*** Begin section ***

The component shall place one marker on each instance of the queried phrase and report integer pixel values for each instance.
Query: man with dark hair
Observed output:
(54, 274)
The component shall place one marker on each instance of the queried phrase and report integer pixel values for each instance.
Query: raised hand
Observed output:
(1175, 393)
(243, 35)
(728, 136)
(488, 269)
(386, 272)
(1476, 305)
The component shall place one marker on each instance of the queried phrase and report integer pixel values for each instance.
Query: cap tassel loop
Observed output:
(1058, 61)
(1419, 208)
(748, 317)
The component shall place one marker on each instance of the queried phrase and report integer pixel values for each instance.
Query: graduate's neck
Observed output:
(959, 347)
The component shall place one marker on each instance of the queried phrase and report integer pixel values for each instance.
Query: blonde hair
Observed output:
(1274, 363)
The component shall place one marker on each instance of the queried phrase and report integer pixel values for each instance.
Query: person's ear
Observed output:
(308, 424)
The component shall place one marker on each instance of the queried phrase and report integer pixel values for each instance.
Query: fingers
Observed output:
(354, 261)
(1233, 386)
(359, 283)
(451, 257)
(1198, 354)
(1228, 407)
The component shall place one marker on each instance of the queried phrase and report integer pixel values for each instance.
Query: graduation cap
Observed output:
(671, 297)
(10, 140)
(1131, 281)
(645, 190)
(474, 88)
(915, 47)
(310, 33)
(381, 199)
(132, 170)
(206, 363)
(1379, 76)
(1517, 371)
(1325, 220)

*** End section ***
*** Begin section ***

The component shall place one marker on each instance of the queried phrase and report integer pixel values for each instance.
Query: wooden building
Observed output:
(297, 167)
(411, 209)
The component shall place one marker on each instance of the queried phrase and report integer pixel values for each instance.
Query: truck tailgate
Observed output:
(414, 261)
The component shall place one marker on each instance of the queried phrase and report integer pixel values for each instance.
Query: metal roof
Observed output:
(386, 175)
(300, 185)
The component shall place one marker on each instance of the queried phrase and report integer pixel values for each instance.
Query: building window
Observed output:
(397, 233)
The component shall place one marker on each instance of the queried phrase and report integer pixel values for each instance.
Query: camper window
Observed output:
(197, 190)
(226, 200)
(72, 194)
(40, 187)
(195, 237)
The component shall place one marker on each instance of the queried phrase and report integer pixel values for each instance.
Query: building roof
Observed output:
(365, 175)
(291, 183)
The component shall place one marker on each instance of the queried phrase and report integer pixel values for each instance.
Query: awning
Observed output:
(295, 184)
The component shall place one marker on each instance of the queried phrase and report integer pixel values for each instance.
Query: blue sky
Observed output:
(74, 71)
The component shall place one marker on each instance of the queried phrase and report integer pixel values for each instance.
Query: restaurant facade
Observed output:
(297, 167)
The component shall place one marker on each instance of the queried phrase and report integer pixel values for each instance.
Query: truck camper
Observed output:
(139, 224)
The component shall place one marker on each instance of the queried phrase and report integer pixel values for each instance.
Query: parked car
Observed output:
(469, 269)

*** End section ***
*** Begin section ***

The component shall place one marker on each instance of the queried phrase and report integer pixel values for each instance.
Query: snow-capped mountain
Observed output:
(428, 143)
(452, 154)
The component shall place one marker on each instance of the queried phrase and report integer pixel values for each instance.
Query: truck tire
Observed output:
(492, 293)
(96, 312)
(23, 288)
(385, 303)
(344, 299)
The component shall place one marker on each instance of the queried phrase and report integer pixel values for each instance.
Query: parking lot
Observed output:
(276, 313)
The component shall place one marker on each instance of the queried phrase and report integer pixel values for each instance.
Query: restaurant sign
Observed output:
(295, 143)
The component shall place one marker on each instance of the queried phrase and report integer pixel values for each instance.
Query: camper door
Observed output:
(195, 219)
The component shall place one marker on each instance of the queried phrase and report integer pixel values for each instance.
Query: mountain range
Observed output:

*** End section ***

Required action: For each line of the entries that contains the word "building", make a copy.

Your solution:
Query: wooden building
Query: building window
Query: building roof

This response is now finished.